===== Source passage

More recently, in research published in Science and Nature, Orkin’s laboratory characterized the molecular switch from fetal to adult hemoglobin, solving a long-held problem in the field. The team identified the BCL11A gene as a major regulator of fetal hemoglobin levels, and demonstrated the potential of targeting the gene for the treatment for sickle cell anemia and beta-thalassemia.
In total, Orkin has authored more than 450 peer-reviewed publications spanning the fields of hematology, human genetics and stem cell biology.
Orkin is a member of the National Academy of Medicine (formerly the Institute of Medicine), the National Academy of Sciences (NAS), the American Academy of Arts & Sciences, and the American Philosophical Society, among numerous other professional organizations and committees. His many awards and honors include the Jessie Stevenson Kovalenko Medal from the NAS; the William Dameshek Prize from the American Society of Hematology; the Lifetime Impact Award from Boston Children’s Hospital; the William Allan Award, the highest honor given by the American Society for Human Genetics; and the George M. Kober Medal of the Association of American Physicians.
Huda Zoghbi, MD
Huda Zoghbi, MD, is a Howard Hughes Medical Institute investigator and professor at Baylor College of Medicine known for her groundbreaking research on Rett syndrome and other neurological disorders.
Zoghbi earned her medical degree at Meharry Medical College in 1979. At Baylor, she completed a residency in pediatrics, fellowships in neurology and pediatric neurology and a postdoctoral fellowship, before joining the medical school’s faculty in 1988. She also holds honorary doctorates from Middlebury College, Meharry Medical College and Yale University.
Now a professor of pediatrics, molecular and human genetics, and neurology and neuroscience at Baylor, Zoghbi has devoted her career to uncovering the genetic roots of rare neurodegenerative and neurodevelopmental diseases that affect her patients. In 1996, she became an investigator at the Howard Hughes Medical Institute. In 2010, she was named director of the Jan and Dan Duncan Neurological Research Institute at Texas Children’s Hospital.
One of Zoghbi’s earliest major discoveries, in collaboration with Harry Orr, PhD, was the first genetic mutation behind a spinocerebellar ataxia, a hereditary and often fatal brain disorder that impairs a patient’s ability to control movement. In later work, she found that a gene called Math1 plays an important role in the formation of neurons in the brain’s cerebellum and spinal cord involved in balance and proprioception (awareness of the position of one’s body), inner ear hair cells critical for hearing, as well as brainstem neurons essential for breathing, balance and hearing. Her lab showed that uncontrolled growth of the cerebellar neurons contributes to brain tumors and that removing the gene stops tumors from developing.
She also identified MECP2 as the gene responsible for Rett syndrome, a neurological disorder that affects brain development, leading to severe problems with cognitive and motor functions. As the first to prove that the disease is genetic, her work opened up a new line of research on mutations that cause neuropsychiatric disorders such as autism.
Zoghbi’s scientific findings, featured in more than 350 publications, have touched many areas of medicine and inspired myriad other investigators. Her many honors and awards include the March of Dimes Prize in Developmental Biology and the Gruber Foundation Neuroscience Prize. She is a member of the Institute of Medicine, the National Academy of Sciences and the American Association for the Advancement of Science.

==========
===== Study material

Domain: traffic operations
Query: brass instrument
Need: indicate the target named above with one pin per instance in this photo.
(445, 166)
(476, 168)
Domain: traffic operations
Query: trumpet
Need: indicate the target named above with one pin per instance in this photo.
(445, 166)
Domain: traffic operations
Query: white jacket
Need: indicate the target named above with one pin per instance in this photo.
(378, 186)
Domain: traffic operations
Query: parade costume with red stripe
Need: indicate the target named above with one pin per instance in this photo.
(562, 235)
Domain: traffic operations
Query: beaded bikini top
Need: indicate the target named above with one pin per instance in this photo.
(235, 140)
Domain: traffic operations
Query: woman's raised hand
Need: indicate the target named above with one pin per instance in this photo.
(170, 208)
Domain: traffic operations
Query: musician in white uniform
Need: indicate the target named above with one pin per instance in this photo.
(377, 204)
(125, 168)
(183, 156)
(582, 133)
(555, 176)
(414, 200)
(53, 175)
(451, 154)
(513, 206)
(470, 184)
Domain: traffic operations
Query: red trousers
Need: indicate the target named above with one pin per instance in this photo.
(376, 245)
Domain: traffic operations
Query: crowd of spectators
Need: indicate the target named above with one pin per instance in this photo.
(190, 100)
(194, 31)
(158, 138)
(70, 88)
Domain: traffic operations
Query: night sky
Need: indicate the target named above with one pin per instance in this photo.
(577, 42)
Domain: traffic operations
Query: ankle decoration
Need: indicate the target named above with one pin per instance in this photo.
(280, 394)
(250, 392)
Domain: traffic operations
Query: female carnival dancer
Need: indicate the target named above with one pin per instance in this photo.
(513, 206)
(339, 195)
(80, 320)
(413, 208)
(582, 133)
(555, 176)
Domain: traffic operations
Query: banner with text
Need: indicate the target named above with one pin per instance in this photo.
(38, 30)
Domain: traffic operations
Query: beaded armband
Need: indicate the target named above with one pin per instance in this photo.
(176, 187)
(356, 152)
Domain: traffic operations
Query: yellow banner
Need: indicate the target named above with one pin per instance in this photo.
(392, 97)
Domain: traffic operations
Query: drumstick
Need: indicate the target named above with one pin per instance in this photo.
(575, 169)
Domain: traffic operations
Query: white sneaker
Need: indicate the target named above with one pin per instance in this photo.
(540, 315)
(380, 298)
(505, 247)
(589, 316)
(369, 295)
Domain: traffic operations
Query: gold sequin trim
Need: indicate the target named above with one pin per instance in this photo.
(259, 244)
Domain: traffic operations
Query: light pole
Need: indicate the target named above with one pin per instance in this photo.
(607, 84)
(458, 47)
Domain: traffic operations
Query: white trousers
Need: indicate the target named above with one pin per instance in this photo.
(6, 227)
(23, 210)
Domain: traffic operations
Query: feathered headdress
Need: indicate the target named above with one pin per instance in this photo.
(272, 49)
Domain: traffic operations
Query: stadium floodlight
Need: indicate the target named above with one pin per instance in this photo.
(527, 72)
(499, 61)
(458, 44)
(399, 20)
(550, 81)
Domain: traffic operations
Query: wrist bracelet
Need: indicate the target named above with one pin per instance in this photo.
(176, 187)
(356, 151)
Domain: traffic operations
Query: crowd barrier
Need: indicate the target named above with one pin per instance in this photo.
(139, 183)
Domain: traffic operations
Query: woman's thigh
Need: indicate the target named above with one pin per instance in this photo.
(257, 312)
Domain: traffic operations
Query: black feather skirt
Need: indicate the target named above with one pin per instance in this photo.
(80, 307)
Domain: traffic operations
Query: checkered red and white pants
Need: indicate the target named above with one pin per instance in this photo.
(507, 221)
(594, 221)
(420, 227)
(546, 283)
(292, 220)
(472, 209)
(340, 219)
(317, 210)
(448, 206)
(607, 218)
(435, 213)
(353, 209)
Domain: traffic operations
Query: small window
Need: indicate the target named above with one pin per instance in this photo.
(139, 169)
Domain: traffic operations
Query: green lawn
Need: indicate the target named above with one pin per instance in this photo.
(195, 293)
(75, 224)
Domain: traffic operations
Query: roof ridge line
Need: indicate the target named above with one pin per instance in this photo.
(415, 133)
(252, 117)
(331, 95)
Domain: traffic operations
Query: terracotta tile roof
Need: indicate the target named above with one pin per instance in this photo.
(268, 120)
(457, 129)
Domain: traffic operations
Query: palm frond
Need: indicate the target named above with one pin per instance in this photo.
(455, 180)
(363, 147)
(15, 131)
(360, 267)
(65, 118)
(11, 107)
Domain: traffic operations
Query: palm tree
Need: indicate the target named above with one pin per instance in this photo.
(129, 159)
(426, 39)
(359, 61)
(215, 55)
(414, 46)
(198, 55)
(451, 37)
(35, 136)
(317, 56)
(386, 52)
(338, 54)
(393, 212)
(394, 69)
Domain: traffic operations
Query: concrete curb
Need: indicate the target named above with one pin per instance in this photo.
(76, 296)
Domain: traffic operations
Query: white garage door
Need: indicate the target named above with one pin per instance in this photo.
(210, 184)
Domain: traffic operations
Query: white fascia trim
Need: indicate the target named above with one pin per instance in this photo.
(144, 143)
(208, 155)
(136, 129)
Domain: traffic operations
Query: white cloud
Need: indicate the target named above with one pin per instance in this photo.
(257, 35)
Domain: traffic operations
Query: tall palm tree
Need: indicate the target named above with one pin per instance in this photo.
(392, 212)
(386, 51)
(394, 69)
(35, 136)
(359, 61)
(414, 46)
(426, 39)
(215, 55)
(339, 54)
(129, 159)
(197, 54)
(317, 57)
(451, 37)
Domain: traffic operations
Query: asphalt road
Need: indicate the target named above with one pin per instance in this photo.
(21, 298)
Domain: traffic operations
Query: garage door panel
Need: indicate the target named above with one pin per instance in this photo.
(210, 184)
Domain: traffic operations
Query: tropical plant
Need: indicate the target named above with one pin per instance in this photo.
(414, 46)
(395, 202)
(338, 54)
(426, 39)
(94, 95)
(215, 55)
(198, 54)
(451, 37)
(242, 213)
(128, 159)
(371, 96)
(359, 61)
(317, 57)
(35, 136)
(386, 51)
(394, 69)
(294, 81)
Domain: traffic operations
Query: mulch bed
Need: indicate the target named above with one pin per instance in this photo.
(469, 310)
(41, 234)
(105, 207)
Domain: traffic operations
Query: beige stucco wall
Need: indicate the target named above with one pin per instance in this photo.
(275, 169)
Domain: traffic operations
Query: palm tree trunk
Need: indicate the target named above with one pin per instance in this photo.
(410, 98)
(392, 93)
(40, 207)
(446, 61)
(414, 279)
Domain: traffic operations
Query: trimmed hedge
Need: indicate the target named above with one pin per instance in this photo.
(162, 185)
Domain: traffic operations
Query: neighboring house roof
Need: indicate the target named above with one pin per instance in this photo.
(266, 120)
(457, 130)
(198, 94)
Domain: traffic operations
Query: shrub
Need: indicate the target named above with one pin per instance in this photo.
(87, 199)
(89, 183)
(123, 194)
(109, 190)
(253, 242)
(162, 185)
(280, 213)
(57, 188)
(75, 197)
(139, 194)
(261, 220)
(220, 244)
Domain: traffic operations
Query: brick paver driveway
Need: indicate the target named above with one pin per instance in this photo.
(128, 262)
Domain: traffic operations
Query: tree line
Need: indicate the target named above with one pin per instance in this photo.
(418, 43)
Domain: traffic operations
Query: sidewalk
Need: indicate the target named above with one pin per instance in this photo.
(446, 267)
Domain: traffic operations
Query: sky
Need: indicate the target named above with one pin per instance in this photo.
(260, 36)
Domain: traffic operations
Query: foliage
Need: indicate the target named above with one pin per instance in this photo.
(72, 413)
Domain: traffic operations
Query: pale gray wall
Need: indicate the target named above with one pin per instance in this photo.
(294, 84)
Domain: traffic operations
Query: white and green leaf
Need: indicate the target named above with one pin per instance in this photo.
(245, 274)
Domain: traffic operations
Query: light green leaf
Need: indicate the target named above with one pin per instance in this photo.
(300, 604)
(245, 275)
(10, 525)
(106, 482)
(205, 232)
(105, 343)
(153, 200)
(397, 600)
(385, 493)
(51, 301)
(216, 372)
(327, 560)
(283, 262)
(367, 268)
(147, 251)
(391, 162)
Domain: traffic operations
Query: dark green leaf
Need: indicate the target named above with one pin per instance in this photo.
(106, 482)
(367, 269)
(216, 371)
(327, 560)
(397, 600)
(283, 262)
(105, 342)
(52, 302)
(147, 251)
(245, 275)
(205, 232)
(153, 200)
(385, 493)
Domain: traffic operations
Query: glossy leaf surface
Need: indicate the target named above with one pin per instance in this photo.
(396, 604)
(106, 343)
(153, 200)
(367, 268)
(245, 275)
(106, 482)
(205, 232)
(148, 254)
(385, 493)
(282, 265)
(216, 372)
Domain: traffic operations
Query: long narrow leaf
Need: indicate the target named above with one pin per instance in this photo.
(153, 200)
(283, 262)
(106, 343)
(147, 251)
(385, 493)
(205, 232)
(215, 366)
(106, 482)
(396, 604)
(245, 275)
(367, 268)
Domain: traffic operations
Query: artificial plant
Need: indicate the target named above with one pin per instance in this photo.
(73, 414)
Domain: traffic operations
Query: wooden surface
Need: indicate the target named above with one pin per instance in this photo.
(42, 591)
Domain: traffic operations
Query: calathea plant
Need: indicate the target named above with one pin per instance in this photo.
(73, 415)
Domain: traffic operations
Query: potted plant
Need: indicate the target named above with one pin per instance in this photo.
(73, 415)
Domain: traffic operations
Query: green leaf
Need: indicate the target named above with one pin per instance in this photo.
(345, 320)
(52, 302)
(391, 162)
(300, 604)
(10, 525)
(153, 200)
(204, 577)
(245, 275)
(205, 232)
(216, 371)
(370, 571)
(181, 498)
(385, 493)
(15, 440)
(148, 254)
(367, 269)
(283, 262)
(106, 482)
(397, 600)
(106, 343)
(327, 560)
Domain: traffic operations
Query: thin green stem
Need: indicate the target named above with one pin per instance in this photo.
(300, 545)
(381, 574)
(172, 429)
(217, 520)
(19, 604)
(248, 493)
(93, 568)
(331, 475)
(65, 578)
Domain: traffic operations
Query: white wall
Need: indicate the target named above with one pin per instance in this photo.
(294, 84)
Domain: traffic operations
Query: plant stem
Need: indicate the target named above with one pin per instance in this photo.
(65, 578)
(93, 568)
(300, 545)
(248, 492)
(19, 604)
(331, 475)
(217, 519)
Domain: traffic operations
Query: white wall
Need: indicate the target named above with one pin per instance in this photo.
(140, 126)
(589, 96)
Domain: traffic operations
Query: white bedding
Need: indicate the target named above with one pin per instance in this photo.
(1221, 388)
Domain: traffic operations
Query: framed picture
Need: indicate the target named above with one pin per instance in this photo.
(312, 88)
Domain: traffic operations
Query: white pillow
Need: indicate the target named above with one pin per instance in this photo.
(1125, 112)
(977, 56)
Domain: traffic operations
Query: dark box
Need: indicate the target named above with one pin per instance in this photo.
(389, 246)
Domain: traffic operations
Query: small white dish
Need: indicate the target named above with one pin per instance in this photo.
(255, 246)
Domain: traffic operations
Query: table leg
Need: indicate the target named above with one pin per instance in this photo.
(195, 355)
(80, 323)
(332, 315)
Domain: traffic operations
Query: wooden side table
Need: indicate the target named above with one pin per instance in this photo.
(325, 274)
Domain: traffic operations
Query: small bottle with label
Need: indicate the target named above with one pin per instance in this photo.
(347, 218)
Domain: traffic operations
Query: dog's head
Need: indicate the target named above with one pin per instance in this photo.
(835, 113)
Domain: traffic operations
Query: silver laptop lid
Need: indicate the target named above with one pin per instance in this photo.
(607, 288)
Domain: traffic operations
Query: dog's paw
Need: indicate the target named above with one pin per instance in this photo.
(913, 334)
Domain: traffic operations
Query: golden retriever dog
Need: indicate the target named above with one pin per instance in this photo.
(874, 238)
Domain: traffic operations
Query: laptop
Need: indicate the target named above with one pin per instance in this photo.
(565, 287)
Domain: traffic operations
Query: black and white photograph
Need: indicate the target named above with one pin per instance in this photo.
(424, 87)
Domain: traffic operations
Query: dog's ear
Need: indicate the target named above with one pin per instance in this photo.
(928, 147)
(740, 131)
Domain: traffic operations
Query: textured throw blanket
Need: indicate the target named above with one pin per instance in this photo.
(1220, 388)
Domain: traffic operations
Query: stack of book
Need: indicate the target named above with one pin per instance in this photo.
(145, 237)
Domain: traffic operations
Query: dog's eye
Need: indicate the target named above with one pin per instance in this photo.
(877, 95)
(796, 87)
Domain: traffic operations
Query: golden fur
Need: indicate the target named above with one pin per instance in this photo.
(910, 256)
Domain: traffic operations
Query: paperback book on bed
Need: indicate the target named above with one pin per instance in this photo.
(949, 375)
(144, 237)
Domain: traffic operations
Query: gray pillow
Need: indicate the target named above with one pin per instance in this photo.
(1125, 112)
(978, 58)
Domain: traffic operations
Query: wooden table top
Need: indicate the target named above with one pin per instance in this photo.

==========

## Questions
1. List the awards and honors the biographical passage names for Orkin.
2. Print the part of the biographical passage that begins at the words "More recently, in" and stops after the words "stem cell biology.".
3. Summarize the biographical passage in two sentences.

## Results for each task
1.
- Jessie Stevenson Kovalenko Medal from the NAS
- William Dameshek Prize from the American Society of Hematology
- Lifetime Impact Award from Boston Children's Hospital
- William Allan Award
- George M. Kober Medal of the Association of American Physicians

2.
More recently, in research published in Science and Nature, Orkin’s laboratory characterized the molecular switch from fetal to adult hemoglobin, solving a long-held problem in the field. The team identified the BCL11A gene as a major regulator of fetal hemoglobin levels, and demonstrated the potential of targeting the gene for the treatment for sickle cell anemia and beta-thalassemia.
In total, Orkin has authored more than 450 peer-reviewed publications spanning the fields of hematology, human genetics and stem cell biology.

3. Orkin's laboratory identified the BCL11A gene as a major regulator of fetal hemoglobin levels, and he has authored more than 450 peer-reviewed publications and received many honors. Huda Zoghbi, a Howard Hughes Medical Institute investigator and Baylor College of Medicine professor, found the first genetic mutation behind a spinocerebellar ataxia and identified MECP2 as the gene responsible for Rett syndrome.